##### Data provided
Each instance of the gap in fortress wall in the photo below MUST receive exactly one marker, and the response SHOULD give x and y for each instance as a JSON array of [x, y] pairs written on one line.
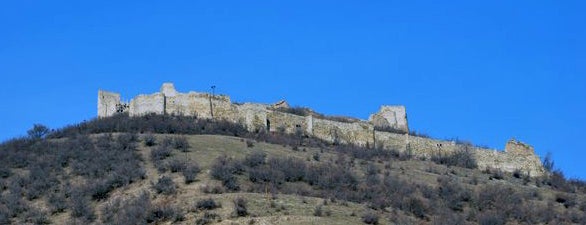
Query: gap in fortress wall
[[280, 118]]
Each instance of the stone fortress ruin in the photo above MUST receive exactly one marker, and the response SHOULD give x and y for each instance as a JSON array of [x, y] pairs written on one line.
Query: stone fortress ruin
[[387, 128]]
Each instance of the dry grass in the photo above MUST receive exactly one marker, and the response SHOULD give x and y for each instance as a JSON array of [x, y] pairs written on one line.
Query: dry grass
[[265, 208]]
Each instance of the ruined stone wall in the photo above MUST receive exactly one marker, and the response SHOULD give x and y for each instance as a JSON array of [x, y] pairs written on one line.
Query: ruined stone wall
[[289, 123], [253, 116], [394, 117], [107, 103], [256, 117], [147, 104], [358, 133], [181, 104]]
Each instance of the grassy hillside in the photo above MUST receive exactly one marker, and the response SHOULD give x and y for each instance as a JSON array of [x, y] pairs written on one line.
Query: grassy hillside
[[181, 170]]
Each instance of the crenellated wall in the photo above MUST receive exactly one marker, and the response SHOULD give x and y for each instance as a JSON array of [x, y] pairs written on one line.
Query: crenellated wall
[[147, 104], [256, 117]]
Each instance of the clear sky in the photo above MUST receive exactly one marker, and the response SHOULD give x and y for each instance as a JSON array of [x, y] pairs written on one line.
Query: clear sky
[[480, 71]]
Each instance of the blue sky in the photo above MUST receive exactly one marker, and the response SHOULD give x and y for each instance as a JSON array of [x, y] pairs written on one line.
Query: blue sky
[[480, 71]]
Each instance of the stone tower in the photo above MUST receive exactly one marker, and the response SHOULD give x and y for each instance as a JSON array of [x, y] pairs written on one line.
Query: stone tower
[[394, 117], [107, 103]]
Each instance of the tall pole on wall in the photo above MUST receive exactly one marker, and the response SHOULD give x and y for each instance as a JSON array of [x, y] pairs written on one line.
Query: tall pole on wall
[[211, 105]]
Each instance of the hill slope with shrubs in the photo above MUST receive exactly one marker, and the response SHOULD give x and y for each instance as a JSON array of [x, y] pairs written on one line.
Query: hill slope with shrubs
[[183, 170]]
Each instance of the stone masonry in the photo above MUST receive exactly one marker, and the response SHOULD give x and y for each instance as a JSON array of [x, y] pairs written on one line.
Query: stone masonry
[[268, 117]]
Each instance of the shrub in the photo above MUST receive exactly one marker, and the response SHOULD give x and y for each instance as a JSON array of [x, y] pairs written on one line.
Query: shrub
[[81, 206], [255, 158], [133, 210], [415, 206], [165, 186], [207, 204], [181, 144], [207, 218], [318, 211], [249, 144], [491, 218], [461, 158], [177, 166], [240, 207], [164, 212], [150, 140], [223, 169], [292, 169], [38, 131], [160, 153], [370, 218], [190, 172], [57, 202]]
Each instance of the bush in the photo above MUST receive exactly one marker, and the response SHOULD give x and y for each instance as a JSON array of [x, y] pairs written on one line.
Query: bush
[[249, 144], [165, 186], [254, 159], [150, 140], [207, 218], [240, 207], [160, 153], [318, 211], [207, 204], [38, 131], [177, 166], [57, 202], [133, 210], [190, 172], [181, 144], [461, 158], [292, 169], [164, 213], [491, 218], [223, 169], [370, 218], [81, 206]]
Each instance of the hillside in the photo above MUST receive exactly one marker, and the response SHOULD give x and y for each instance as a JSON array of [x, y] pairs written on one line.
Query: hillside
[[157, 169]]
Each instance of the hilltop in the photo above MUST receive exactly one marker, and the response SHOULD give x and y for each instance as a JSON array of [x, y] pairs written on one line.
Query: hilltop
[[386, 129], [163, 169]]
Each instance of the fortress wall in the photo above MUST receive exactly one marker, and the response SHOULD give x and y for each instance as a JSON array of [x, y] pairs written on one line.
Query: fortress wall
[[253, 116], [107, 102], [427, 146], [387, 140], [509, 162], [181, 104], [289, 123], [223, 108], [146, 104], [358, 133]]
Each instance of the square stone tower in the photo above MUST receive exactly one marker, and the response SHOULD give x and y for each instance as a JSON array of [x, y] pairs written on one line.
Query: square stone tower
[[107, 103], [388, 116]]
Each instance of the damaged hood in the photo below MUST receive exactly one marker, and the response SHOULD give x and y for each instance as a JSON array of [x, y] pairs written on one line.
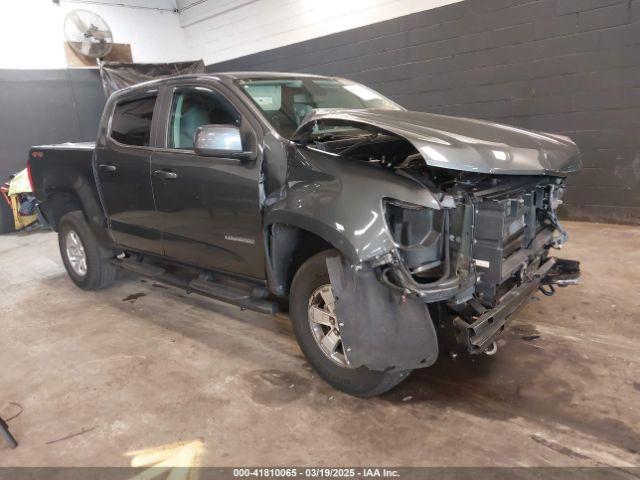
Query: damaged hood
##########
- _Short problem_: Can you render every line of the data above as a JSON list of strings, one string per line, with blank lines and the pictures left out?

- _Correct response_:
[
  "Each instance of the gap in fortress wall in the photo below MUST receive exactly one marker, and the response SHOULD give x and y for each instance as a JSON array of [x, y] pairs written on one line.",
  "Query: gap in fortress wall",
  "[[280, 118]]",
  "Each instance of the stone fortress ruin in the photo above MUST receive exactly one marker, and the response SHOULD give x and y for each instance as a JSON array of [x, y] pairs written on one line.",
  "Query: stone fortress ruin",
  "[[387, 128]]",
  "Each instance of the dry grass in the photo above MUST receive exactly one marker, and the response SHOULD give x and y for each instance as a JSON array of [x, y] pairs written on one line.",
  "Query: dry grass",
  "[[265, 208]]",
  "Each instance of the ruined stone wall in the photo above MUST receive exactly one marker, and the response SHOULD give x and y for each instance as a JSON array of [x, y] pairs written on one line.",
  "Query: ruined stone wall",
  "[[289, 123], [253, 116], [394, 117], [107, 103], [256, 117], [147, 104], [358, 133], [181, 104]]",
  "Each instance of the grassy hillside in the photo above MUST receive exactly one marker, and the response SHOULD give x and y for each instance as a JSON array of [x, y] pairs written on one line.",
  "Query: grassy hillside",
  "[[181, 170]]",
  "Each instance of the crenellated wall in the photo above MUST receive exactly one marker, and the response SHOULD give x and y for each instance as a JSON array of [x, y] pairs written on one line.",
  "Query: crenellated wall",
  "[[147, 104], [256, 117]]",
  "Each instance of the clear sky in the photo above MUST receive exactly one marker, and the response SHOULD give x and y for each instance as a JSON array of [x, y] pairs written on one line.",
  "Query: clear sky",
  "[[480, 71]]",
  "Each instance of the blue sky in the photo above MUST receive exactly one marker, and the response SHOULD give x and y for each instance as a JSON array of [x, y] pairs written on one line.",
  "Query: blue sky",
  "[[480, 71]]",
  "Each instance of the stone tower in the photo above MUST receive exactly one marker, and the response SHOULD give x and y for each instance as a JSON array of [x, y] pairs written on one line.",
  "Query: stone tower",
  "[[394, 117], [107, 103]]",
  "Each instance of the tall pole on wall in the photo above MUST receive exactly one marker, and the response SHOULD give x and y for each instance as a JSON array of [x, y] pairs written on one line.",
  "Query: tall pole on wall",
  "[[211, 105]]",
  "Each instance of the hill slope with shrubs in the photo above MUST receive exactly one marker, and the response SHOULD give x and y for each instance as a JSON array of [x, y] pairs written on one line.",
  "Query: hill slope with shrubs",
  "[[183, 170]]",
  "Each instance of the stone masonry in the photo above MUST receive exactly one marker, and the response SHOULD give x and y for each instance as a JSON array of [x, y] pairs written on one line.",
  "Query: stone masonry",
  "[[268, 117]]",
  "Each instance of the shrub in the photo above MUST receive exactly one marker, and the response SHOULD give x and y for each instance as a JSON array of [x, y] pairs written on one line.",
  "Query: shrub",
  "[[81, 206], [255, 158], [133, 210], [415, 206], [165, 186], [207, 204], [181, 144], [207, 218], [318, 211], [249, 144], [491, 218], [461, 158], [177, 166], [240, 207], [164, 212], [150, 140], [223, 169], [292, 169], [38, 131], [160, 153], [370, 218], [190, 172], [57, 202]]",
  "Each instance of the bush in the photo above MUST receive exactly one marker, and the response SHOULD give x and y for each instance as a JSON array of [x, y] pairs written on one line.",
  "Query: bush",
  "[[249, 144], [165, 186], [254, 159], [150, 140], [207, 218], [240, 207], [160, 153], [318, 211], [207, 204], [38, 131], [177, 166], [57, 202], [133, 210], [190, 172], [181, 144], [461, 158], [292, 169], [164, 213], [491, 218], [223, 169], [370, 218], [81, 206]]",
  "Each instance of the hillside in the photo above MUST receive exactly one marker, and the response SHOULD give x and y for each instance as a JSON array of [x, y] pairs written on one line.",
  "Query: hillside",
  "[[157, 169]]",
  "Each instance of the hilltop in the photo above MUST receive exactly one marker, and the response SHOULD give x and y for each instance as a JSON array of [x, y] pairs written on one line.",
  "Query: hilltop",
  "[[386, 129], [163, 169]]",
  "Each instance of the fortress wall in the photo above MUST receive exactly one marker, and the response SHOULD give x and y for each instance as a JSON array of [x, y] pairs written on one line.",
  "Query: fortress wall",
  "[[253, 116], [107, 102], [427, 146], [387, 140], [509, 162], [181, 104], [289, 123], [223, 108], [146, 104], [358, 133]]",
  "Each instance of the square stone tower in the photo above MUST receive exactly one marker, and the response SHOULD give x and y for each instance as a JSON array of [x, y] pairs written on one line.",
  "Query: square stone tower",
  "[[107, 103], [388, 116]]",
  "Each instance of the damaged hood in the photo below MUST receive exactly one marker, and the response SHOULD give x and y for each instance as a JSON array of [x, y] pairs written on one line.",
  "Query: damaged hood"
]